** begin Source excerpt **

Want to calculate these in galactic coordinates for later combination with dust maps
In [31]:
# Calculate all sky map
# *WARNING* This takes a long time, generally will just want to load it from zl_map.fits instead,
# see cell two below.
nside = 2048
zl_map=np.empty(hp.nside2npix(nside))
for i in range(zl_map.size):
theta, phi = hp.pix2ang(nside, i)
zl_map[i] = zl_scale_interp(theta, phi)
In [32]:
# Write the zodiacal light map to file (it takes a long time to calculate, don't want to have to redo it all the time).
hp.write_map('resources/zl_map.fits', zl_map, fits_IDL=False, coord='E', column_names=('ZL_rel_SB',))
In [34]:
# Read zodical light map from file
zl_map = hp.read_map('resources/zl_map.fits')
In [35]:
hp.mollview(zl_map, coord=('E', 'C'), cmap='cubehelix_r', min=0.7, max=10, norm='log', \
title='Zodiacal light surface brightness distribution, March equinox', \
unit='Surface brightness relative to NEP')

** end Source excerpt **
** begin Dataset rows **

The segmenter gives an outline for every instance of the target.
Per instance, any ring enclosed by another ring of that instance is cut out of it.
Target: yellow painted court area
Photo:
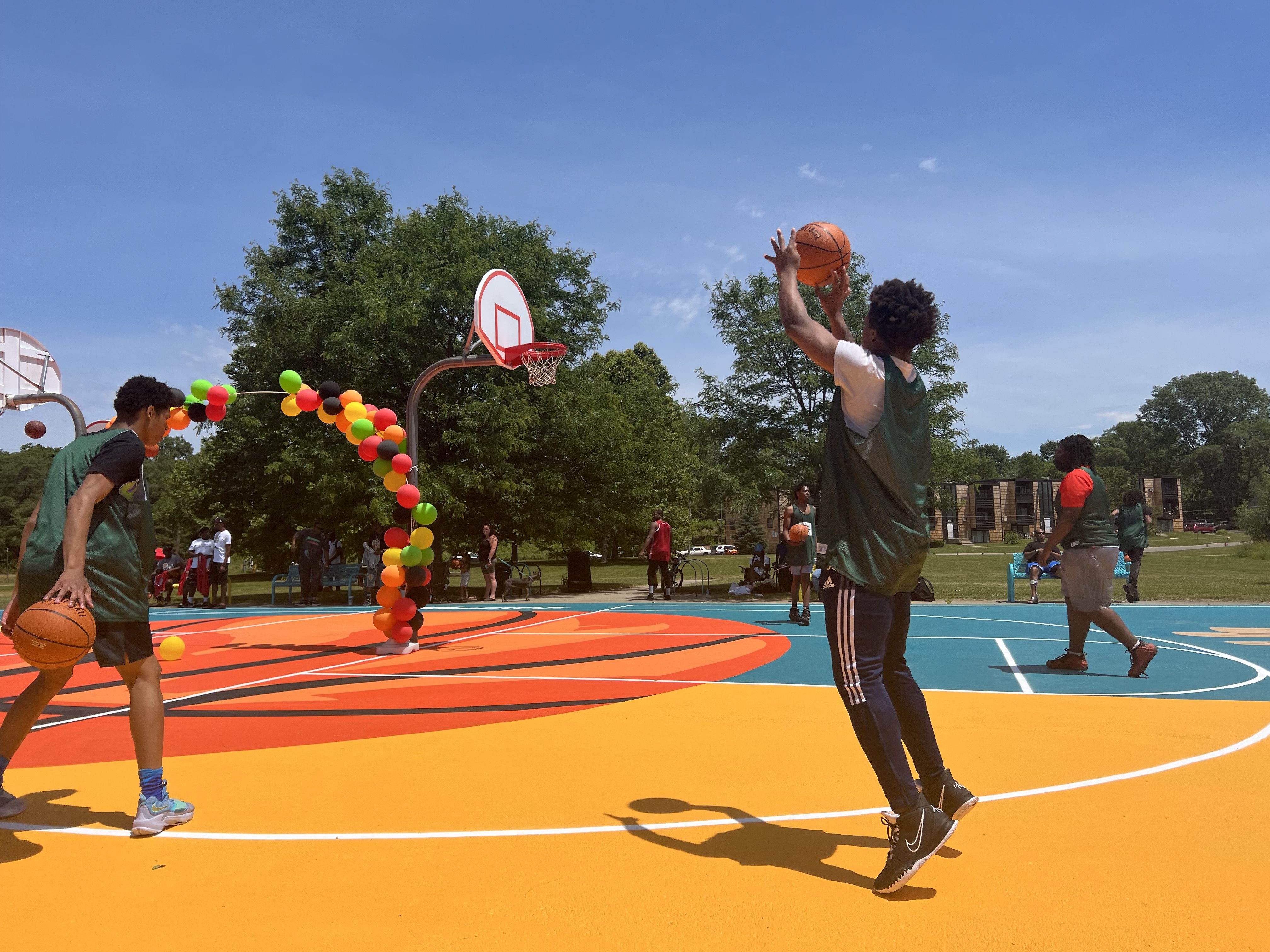
[[[952,692],[930,704],[946,762],[982,795],[1220,749],[1270,712]],[[982,803],[892,899],[869,889],[886,847],[876,816],[389,840],[0,831],[5,947],[1257,949],[1270,947],[1267,767],[1262,743]],[[531,830],[881,803],[833,689],[737,683],[166,768],[173,793],[197,805],[190,834]],[[32,802],[23,823],[131,819],[128,762],[8,778]],[[653,797],[698,809],[629,806]]]

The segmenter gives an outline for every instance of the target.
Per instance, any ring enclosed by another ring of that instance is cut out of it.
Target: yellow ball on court
[[[159,642],[159,658],[165,661],[179,661],[183,654],[185,654],[185,642],[175,635],[169,635]]]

** end Dataset rows **

▶ _Written task_
In the zodiacal light notebook excerpt, what nside value is used to compute the all-sky map?

▶ _The completed task_
2048